### TASKS
1/ According to the earnings call remarks, what was the debt-to-capitalization ratio at September 30, 2015?
2/ List every topic that the earnings call remarks introduce with the words "Turning to".
3/ Write a continuation of the earnings call remarks, starting right after their final sentence.

[start SELECTED TEXT]

Following the completion of this sale, the corporation will fully consolidate the operating results, assets and liabilities of the Bakken Midstream segment in its consolidated financial statements with our partner's share being reflected as a non-controlling interest.
The Bakken Midstream segment had net income of $16 million in the third quarter of 2015 compared with $32 million in the second quarter of 2015, primarily reflecting the impact of the 50% non-controlling interest.
Bakken Midstream EBITDA, excluding non-controlling interest, amounted to $79 million in the third quarter of 2015 compared to $74 million in the previous quarter. Turning to Corporate and Interest.
After-tax corporate and interest expenses, excluding items affecting comparability, were $86 million in the third quarter of 2015 compared to $83 million in the second quarter of 2015. Turning to cash flow.
Net cash provided by operating activities in the third quarter including a decrease of $207 million from changes in working capital was $282 million. Additions to property, plant and equipment were $963 million. Proceeds from dispositions amounted to $2.667 billion. Borrowings were $600 million.
Distribution of loan proceeds to our joint venture partner were $300 million. Repayments of debt were $17 million. Common stock dividends paid were $71 million. Common stock acquired and retired amounted to $64 million.
All other items amounted to a decrease in cash of $52 million, resulting in a net increase in cash and cash equivalents in the third quarter of $2.082 billion. Turning to our financial position.
Excluding amounts held in our Bakken Midstream joint venture, we had approximately $3 billion of cash and cash equivalents at September 30, 2015, compared to $1 billion at June 30, 2015. Total debt, excluding Bakken Midstream, was $6 billion at September 30, 2015, and our debt-to-capitalization ratio was 22.7%.
Now let me update you on changes to our 2015 guidance.
We now project cash costs for E&P operations to be in a range of $16 per barrel of oil equivalent to $17 per barrel of oil equivalent in the fourth quarter, and $15.50 per barrel to $16 per barrel for the full year, which is down from previous full year guidance of $16.50 per barrel to $17.50 per barrel.
DD&A per barrel for the fourth quarter of 2015 is forecast to be $29 per barrel to $30 per barrel and $28.50 per barrel to $29 per barrel for the full year of 2015, versus previous guidance of $28.50 per barrel to $29.50 per barrel.
This results in updated projected total E&P unit costs of $45 per barrel to $47 per barrel in the fourth quarter and $44 per barrel to $45 per barrel for the full year of 2015.
The Bakken Midstream tariff expense is expected to be $3.80 per barrel of oil equivalent to $3.90 per barrel of oil equivalent for the fourth quarter of 2015, and $3.35 per barrel of oil equivalent to $3.45 per barrel of oil equivalent for the full year of 2015.
Exploration expenses, excluding dry hole costs and items affecting comparability, are expected to be in the range of $115 million to $125 million in the fourth quarter, and $340 million to $350 million for the full year, which is down from previous full-year guidance of $380 million to $400 million. Turning to Midstream.
For the fourth quarter of 2015, we anticipate net income attributable to Hess from the Bakken Midstream segment, which reflects our 50% ownership, will be in the range of $15 million to $20 million. This concludes my remarks. We will be happy to answer any questions. I will now turn the call over to the operator..

[end SELECTED TEXT]
[start RECORDED DATA]

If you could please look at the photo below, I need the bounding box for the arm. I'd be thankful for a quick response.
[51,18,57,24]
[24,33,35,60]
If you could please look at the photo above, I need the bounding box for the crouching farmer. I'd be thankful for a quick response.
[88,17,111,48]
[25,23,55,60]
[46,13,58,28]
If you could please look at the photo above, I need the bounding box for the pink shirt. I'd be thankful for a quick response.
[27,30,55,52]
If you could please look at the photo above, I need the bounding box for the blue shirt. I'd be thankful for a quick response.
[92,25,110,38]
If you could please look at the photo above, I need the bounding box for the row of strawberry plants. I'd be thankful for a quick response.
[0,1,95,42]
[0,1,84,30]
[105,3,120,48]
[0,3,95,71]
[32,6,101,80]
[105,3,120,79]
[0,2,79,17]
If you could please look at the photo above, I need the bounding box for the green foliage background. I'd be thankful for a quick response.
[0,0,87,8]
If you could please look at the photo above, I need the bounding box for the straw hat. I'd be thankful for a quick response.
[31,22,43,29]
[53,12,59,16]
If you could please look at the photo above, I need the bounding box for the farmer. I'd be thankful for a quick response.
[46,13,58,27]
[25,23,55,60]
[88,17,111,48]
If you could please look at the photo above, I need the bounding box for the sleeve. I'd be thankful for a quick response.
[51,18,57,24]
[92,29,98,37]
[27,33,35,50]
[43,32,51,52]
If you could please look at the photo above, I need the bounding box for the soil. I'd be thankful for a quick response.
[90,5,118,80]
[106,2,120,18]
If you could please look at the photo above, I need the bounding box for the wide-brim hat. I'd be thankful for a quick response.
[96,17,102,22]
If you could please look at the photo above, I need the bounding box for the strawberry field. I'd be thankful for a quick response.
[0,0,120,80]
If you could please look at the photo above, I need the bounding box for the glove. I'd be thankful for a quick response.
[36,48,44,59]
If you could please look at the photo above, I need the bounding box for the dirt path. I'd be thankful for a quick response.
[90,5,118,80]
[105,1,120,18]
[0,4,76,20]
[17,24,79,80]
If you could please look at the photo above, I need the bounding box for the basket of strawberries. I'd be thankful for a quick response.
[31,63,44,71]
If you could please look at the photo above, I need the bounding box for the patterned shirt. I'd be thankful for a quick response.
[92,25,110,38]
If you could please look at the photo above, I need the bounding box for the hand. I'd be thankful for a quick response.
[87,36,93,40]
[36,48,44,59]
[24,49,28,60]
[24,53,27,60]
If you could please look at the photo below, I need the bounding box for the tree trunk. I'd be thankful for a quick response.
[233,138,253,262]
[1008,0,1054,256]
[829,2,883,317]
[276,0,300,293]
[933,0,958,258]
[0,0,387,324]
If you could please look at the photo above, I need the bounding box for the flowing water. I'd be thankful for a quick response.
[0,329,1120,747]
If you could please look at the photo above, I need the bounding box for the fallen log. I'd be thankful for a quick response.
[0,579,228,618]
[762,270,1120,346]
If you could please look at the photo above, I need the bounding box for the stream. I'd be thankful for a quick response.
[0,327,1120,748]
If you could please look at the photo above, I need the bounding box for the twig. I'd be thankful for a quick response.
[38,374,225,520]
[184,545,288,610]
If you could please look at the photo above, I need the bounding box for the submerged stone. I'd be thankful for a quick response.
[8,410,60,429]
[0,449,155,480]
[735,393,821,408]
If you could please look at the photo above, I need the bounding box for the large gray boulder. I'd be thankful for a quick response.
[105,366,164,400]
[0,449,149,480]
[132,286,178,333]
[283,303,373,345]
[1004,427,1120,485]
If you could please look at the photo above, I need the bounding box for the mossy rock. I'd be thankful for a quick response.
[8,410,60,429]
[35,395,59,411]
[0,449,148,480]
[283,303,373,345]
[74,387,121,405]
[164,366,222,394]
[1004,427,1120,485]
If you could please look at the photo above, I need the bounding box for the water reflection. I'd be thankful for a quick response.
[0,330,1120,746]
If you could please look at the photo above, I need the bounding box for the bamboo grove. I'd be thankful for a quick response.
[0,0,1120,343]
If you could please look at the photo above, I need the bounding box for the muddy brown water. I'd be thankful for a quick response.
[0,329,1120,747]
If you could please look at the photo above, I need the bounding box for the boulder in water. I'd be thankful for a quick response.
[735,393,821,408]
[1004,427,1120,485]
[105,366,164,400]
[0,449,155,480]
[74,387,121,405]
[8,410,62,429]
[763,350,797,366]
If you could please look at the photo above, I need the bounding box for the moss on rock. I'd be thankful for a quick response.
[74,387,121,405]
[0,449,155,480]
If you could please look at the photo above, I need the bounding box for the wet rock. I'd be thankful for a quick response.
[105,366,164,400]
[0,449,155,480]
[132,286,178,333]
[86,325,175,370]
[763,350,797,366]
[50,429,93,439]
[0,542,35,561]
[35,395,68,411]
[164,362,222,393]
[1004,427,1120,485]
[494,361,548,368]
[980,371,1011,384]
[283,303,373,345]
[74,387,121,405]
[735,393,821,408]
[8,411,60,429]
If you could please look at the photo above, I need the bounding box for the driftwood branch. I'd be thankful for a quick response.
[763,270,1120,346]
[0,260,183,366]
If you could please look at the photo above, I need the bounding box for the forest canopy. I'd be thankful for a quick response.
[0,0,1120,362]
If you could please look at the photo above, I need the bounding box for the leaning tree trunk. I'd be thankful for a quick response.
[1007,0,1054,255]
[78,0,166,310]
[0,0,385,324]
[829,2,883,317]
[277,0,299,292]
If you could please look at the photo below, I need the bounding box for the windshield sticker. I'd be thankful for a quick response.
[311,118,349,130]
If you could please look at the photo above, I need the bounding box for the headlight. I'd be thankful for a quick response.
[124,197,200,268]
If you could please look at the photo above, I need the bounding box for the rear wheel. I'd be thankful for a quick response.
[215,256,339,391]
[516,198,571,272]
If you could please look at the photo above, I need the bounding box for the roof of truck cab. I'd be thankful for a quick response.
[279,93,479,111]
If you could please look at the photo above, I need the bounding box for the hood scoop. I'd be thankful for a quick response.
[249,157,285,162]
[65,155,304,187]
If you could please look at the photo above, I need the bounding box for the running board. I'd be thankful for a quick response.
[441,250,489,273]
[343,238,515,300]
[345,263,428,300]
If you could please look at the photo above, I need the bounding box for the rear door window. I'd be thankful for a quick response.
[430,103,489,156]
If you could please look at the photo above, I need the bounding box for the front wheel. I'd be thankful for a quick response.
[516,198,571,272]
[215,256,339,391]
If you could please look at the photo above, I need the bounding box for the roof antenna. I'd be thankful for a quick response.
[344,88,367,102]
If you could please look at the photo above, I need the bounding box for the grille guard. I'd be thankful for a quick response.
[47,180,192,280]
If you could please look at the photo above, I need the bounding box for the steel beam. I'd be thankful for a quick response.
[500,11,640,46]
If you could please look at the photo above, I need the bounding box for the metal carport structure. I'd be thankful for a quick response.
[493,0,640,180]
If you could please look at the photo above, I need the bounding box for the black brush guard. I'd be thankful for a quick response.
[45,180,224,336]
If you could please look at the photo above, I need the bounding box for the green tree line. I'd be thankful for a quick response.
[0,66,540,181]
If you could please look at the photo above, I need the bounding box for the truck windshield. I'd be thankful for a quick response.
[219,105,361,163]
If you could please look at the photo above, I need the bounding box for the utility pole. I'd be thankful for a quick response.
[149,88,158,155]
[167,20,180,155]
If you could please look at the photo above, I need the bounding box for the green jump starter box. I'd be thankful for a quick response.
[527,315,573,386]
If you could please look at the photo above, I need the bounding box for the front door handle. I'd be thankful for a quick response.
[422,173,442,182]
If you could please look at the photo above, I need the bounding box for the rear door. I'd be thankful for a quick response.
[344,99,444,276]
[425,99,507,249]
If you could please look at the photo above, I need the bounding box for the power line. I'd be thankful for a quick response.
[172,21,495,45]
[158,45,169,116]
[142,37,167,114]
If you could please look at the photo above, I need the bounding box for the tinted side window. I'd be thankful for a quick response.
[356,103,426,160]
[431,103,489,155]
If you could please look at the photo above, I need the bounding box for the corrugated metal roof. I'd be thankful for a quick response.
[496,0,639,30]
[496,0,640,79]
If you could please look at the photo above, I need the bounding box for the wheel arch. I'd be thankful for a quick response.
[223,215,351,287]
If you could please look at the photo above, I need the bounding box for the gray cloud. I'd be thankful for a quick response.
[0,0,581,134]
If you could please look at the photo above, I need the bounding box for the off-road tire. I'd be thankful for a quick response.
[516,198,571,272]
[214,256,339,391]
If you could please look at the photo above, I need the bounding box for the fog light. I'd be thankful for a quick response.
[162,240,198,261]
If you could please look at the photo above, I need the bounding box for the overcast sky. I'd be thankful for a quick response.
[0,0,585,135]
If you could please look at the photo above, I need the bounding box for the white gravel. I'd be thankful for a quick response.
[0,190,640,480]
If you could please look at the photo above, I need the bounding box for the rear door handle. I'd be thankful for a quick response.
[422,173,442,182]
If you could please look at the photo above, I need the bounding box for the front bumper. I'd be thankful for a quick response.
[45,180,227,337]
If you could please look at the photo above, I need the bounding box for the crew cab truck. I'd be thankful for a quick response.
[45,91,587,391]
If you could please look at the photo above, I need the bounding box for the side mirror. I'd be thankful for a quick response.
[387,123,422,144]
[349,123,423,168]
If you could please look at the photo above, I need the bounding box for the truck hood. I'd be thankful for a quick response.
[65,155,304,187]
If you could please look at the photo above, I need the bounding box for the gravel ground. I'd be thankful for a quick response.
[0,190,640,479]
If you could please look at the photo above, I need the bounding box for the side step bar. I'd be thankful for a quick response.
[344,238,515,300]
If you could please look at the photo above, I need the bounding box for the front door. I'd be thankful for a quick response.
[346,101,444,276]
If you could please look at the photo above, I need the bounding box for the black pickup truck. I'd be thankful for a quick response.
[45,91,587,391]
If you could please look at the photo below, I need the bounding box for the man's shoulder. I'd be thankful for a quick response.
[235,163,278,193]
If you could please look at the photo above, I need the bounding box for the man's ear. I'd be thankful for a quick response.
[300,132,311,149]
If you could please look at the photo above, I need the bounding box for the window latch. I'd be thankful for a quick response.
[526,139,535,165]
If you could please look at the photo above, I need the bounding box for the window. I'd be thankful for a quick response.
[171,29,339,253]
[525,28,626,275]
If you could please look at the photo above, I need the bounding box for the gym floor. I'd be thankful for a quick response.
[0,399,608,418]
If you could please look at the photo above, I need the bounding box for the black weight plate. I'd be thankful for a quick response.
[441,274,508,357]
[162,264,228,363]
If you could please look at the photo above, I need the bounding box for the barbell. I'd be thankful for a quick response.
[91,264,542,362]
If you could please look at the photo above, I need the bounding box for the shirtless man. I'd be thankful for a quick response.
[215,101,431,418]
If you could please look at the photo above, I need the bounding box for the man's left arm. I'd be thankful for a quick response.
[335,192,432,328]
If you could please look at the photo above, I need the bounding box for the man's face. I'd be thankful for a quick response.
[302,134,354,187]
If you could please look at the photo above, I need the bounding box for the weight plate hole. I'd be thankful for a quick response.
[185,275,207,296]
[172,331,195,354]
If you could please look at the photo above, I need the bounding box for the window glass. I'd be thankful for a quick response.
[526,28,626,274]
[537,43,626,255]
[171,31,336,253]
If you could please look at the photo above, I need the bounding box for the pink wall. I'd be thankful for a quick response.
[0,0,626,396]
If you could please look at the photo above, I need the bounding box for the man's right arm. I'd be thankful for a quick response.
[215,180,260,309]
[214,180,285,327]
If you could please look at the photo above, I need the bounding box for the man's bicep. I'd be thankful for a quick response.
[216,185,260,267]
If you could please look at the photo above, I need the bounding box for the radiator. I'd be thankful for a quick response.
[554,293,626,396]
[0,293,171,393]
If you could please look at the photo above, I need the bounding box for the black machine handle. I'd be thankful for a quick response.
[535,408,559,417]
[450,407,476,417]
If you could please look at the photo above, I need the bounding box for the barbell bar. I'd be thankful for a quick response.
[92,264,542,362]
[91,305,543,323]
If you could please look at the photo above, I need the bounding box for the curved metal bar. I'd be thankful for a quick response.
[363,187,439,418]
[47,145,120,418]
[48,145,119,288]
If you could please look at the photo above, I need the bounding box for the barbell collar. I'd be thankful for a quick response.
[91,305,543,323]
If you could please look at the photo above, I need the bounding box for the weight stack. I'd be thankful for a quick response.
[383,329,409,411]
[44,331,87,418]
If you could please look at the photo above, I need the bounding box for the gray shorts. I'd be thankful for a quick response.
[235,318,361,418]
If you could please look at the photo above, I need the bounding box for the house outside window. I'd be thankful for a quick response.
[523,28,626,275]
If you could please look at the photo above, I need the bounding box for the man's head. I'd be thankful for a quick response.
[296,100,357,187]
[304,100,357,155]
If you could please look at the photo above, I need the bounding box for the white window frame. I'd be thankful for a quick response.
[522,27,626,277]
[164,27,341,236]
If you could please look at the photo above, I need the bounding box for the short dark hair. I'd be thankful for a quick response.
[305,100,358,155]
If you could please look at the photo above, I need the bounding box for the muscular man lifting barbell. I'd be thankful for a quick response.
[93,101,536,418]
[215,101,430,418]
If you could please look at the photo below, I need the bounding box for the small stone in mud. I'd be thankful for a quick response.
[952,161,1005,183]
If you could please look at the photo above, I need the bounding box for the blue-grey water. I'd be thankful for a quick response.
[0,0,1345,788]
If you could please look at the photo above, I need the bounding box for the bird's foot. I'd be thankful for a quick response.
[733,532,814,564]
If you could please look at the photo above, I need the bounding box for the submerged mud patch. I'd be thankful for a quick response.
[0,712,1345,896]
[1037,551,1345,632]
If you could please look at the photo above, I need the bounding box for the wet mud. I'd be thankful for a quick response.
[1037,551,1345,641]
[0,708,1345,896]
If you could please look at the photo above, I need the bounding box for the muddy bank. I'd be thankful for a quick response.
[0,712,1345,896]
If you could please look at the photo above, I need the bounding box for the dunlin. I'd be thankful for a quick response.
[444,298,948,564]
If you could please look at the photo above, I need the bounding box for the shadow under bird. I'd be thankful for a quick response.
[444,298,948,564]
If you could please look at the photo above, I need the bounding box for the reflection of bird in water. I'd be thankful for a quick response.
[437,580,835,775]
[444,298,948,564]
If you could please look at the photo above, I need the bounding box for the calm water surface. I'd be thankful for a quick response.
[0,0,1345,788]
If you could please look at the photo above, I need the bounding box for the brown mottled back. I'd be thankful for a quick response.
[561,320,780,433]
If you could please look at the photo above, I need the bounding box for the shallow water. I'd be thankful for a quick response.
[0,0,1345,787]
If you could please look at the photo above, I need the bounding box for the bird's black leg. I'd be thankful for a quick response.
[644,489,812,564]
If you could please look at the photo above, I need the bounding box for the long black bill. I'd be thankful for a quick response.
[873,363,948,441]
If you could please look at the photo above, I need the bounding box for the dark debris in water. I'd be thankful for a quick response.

[end RECORDED DATA]

### EXPECTED RESULTS
1/ 22.7%

2/
- Corporate and Interest
- cash flow
- our financial position
- Midstream

3/
Our first question comes from the line of Edward Westlake with Credit Suisse. Your line is now open. Please go ahead..
Yes. First question really around the cash cycle. I mean, I like what you're doing with the capital discipline. Obviously, you've got Stampede and North Malay that you have to complete.
But as you look to the other side of it when you get to sort of 2017, where do you sort of see cash neutrality for where cash flow covering CapEx and dividend heads out, given cost deflation and activity choices?.
Thanks, Ed. So, I mean, as we look at it, first of all, let me just discuss I guess 2016. Our budget has not been finalized yet. So as you look at 2016, and I think it's exactly as you said, we do expect to cover our base business expenditures and dividends through our cash flow from operations, and even at this low commodity price environment.
And then, we'll use the cash on the balance sheet as needed to fund our growth projects in 2016, which include North Malay Basin and Stampede and our exploration and appraisal activities, which Greg mentioned. So then, as you move on to 2017, North Malay Basin comes online.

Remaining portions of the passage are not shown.